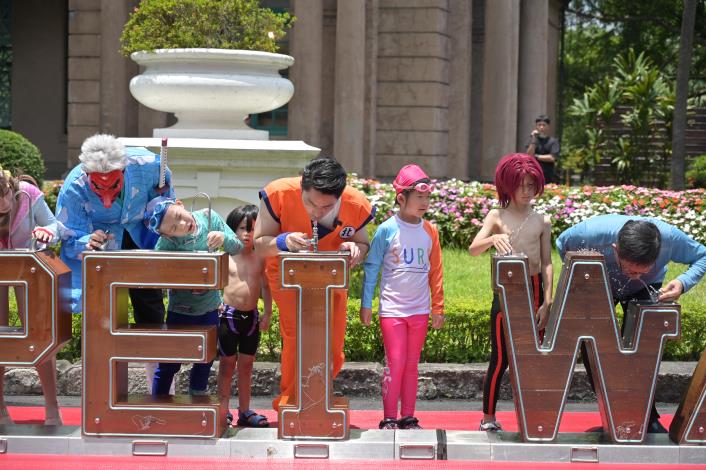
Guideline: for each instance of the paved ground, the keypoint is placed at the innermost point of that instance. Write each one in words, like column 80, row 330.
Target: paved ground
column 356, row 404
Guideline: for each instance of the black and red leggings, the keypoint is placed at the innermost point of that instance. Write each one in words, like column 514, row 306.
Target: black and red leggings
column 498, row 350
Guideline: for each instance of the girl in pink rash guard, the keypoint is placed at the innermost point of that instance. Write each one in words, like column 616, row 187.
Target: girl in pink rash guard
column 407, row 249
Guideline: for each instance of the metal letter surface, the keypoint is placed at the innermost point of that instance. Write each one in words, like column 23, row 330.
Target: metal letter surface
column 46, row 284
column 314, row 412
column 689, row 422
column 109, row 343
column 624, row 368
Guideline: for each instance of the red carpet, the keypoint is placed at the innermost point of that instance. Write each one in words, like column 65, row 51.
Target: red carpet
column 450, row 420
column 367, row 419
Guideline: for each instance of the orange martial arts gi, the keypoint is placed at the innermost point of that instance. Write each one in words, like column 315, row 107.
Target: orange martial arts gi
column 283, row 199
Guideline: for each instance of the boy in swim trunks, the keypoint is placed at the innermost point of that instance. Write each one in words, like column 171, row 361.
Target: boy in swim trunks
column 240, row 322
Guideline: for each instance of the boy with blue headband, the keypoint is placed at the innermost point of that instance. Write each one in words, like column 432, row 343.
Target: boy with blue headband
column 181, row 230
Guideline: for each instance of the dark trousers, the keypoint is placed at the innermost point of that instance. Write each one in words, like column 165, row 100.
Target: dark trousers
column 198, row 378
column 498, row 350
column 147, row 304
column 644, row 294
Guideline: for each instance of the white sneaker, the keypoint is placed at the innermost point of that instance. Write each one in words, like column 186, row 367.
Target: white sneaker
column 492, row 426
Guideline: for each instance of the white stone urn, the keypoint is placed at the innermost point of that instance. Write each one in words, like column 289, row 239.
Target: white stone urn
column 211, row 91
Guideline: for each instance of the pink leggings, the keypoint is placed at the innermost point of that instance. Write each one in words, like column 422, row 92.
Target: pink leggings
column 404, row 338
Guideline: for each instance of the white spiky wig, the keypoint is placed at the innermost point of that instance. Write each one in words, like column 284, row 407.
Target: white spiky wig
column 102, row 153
┄┄┄┄┄┄┄┄┄┄
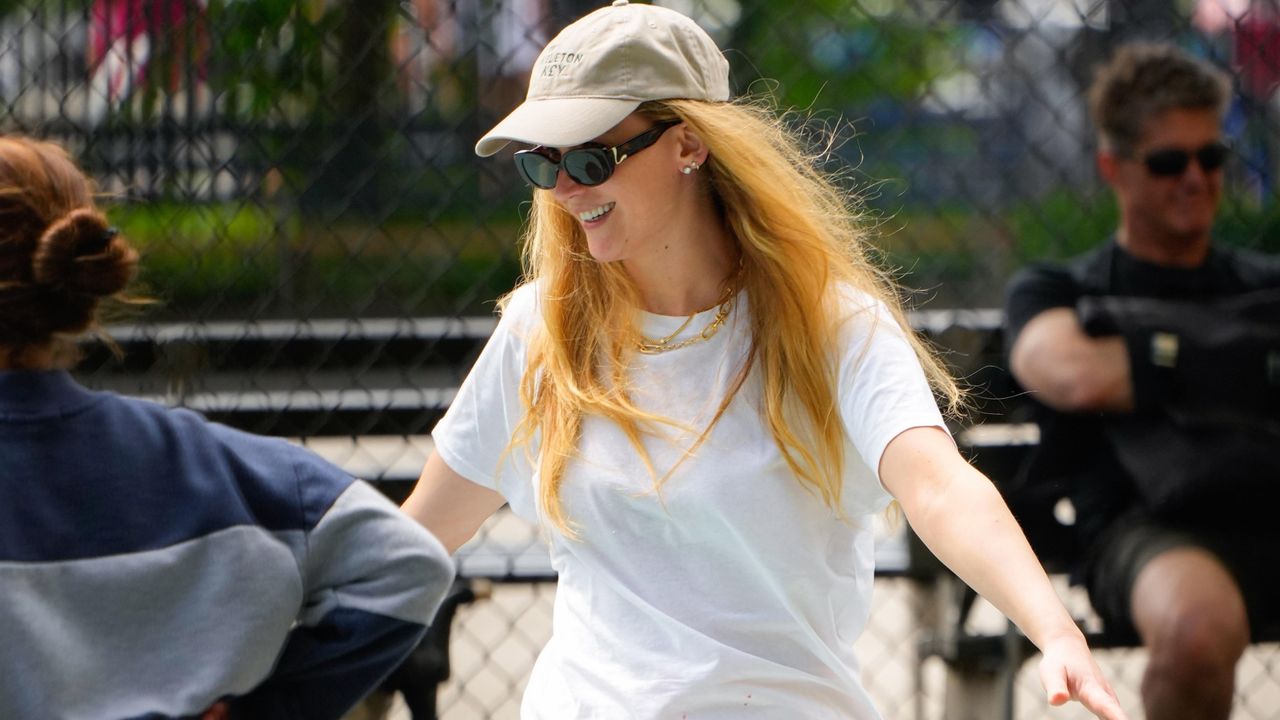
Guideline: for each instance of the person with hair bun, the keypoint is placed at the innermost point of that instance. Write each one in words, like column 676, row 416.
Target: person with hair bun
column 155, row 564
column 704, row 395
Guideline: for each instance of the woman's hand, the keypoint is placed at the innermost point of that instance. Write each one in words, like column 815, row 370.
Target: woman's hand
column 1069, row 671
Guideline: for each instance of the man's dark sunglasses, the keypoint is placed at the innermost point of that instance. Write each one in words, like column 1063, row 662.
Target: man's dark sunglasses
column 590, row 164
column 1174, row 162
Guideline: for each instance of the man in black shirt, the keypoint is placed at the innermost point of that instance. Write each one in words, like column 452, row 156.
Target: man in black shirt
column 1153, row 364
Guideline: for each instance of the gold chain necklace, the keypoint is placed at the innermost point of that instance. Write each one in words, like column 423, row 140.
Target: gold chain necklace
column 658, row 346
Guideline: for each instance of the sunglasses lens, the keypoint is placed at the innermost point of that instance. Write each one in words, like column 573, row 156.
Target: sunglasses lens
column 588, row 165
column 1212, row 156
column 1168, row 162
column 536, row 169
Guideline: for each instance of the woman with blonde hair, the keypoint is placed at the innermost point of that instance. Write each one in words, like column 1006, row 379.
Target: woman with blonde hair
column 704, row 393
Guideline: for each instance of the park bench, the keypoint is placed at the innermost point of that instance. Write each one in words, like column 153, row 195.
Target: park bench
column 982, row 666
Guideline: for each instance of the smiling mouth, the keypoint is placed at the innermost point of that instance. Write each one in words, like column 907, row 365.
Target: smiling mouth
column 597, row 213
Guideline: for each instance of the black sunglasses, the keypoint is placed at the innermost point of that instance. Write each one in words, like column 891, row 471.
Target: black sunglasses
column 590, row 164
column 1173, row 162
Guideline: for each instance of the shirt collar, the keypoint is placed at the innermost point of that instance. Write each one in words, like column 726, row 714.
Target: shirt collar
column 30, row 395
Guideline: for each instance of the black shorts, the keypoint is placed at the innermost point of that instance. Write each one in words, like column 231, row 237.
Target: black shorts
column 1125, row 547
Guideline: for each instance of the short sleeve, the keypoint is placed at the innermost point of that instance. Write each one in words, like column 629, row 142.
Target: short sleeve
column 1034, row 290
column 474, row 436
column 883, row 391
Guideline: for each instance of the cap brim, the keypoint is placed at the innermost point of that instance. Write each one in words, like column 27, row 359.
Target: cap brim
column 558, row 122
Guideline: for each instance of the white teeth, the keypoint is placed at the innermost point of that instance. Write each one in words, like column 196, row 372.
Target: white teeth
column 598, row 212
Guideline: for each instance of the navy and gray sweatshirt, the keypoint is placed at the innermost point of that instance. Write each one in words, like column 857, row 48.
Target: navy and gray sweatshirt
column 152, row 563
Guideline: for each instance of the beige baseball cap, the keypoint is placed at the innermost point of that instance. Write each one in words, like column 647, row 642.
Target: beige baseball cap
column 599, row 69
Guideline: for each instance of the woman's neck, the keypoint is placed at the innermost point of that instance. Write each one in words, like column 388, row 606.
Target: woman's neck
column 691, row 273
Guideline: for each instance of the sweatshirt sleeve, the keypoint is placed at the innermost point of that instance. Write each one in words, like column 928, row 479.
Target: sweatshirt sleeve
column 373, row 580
┄┄┄┄┄┄┄┄┄┄
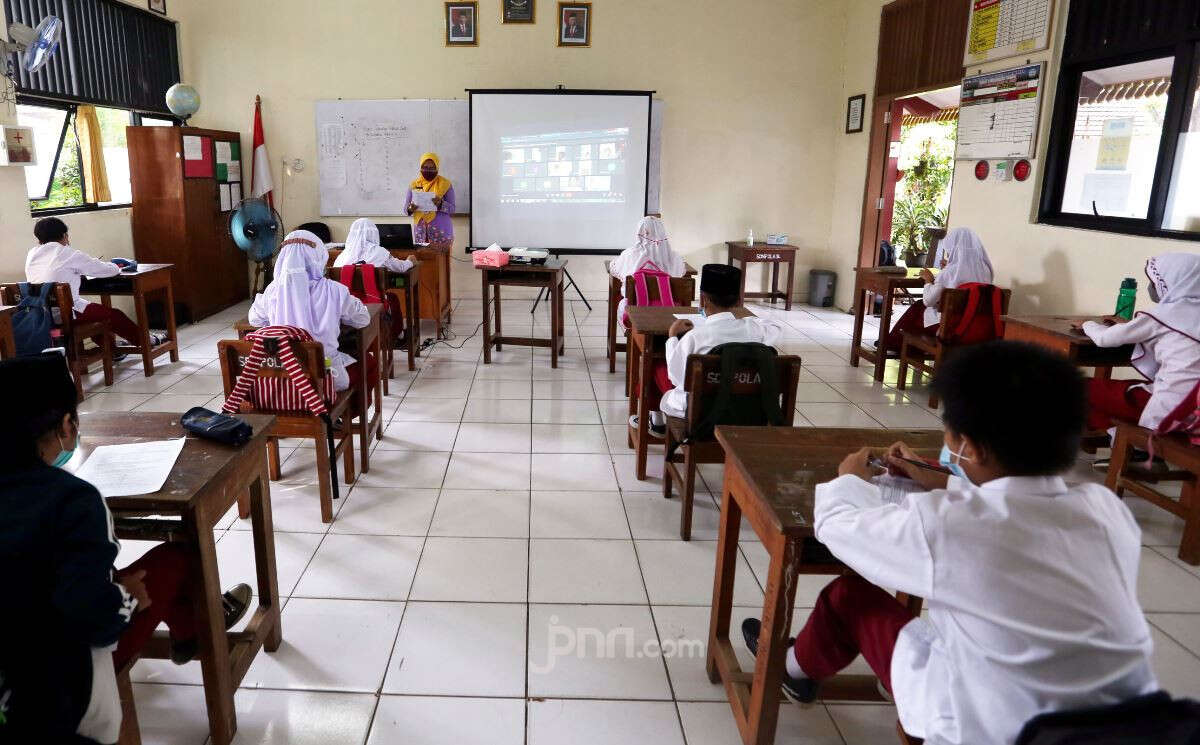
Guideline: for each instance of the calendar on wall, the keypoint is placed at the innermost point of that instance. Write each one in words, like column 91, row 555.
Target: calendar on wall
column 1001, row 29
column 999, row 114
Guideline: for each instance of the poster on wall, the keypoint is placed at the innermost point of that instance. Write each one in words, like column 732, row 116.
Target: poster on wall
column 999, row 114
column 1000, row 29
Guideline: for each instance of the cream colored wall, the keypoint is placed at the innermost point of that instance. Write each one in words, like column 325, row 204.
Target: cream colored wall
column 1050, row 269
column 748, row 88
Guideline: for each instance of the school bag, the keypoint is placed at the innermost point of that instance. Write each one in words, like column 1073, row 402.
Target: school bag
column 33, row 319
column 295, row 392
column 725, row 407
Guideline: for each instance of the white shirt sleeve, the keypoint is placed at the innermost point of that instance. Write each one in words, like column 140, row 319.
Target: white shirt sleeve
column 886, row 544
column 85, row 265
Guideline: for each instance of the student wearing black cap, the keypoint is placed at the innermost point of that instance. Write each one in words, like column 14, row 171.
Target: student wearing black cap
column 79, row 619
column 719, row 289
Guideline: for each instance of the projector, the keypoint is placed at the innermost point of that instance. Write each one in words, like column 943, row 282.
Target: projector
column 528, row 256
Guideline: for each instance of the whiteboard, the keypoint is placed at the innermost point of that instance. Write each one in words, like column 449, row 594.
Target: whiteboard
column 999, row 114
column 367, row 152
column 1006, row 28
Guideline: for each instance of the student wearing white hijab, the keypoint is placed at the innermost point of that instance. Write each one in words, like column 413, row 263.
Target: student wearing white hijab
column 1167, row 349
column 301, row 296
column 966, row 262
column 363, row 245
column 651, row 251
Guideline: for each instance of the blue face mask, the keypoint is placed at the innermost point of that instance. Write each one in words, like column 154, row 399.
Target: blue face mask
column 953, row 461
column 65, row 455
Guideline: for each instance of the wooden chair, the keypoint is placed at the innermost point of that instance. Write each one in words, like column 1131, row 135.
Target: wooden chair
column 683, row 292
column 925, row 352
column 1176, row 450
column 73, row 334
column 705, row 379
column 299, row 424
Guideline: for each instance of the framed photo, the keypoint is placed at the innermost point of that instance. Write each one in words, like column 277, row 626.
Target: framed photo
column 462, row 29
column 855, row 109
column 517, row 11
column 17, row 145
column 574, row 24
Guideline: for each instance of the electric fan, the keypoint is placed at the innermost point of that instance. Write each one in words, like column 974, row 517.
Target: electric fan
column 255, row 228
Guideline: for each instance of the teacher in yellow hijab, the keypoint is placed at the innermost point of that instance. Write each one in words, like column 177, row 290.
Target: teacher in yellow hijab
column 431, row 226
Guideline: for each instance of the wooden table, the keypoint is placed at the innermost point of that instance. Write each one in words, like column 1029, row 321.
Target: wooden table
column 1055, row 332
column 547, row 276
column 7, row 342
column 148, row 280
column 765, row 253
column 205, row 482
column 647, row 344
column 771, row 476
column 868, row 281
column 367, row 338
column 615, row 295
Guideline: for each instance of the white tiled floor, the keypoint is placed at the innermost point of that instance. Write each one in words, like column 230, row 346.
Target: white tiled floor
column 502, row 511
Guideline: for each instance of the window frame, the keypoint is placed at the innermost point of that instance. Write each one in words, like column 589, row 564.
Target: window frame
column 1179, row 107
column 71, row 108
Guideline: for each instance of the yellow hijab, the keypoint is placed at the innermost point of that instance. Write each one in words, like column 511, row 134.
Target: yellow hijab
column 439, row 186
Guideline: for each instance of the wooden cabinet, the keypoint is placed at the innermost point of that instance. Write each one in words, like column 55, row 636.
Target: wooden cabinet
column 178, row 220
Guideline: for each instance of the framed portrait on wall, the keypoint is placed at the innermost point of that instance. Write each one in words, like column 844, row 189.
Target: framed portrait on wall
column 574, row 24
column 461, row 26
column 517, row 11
┄┄┄┄┄┄┄┄┄┄
Task:
Return, word for word, the lines of the listing above from the line containing "Guideline: for each instance of the shirt" up to and including the line containing "column 1125, row 547".

Task response:
Guideline: for each instance of the shirt collar, the keypoint is placed at the innermost point of that instance. Write each one in words, like column 726, row 714.
Target: shirt collar
column 30, row 395
Guideline: for each instance of the black shorts, the keypoint is placed at the innermost point of that instance. Write each one in words, like column 231, row 237.
Target: black shorts
column 1125, row 547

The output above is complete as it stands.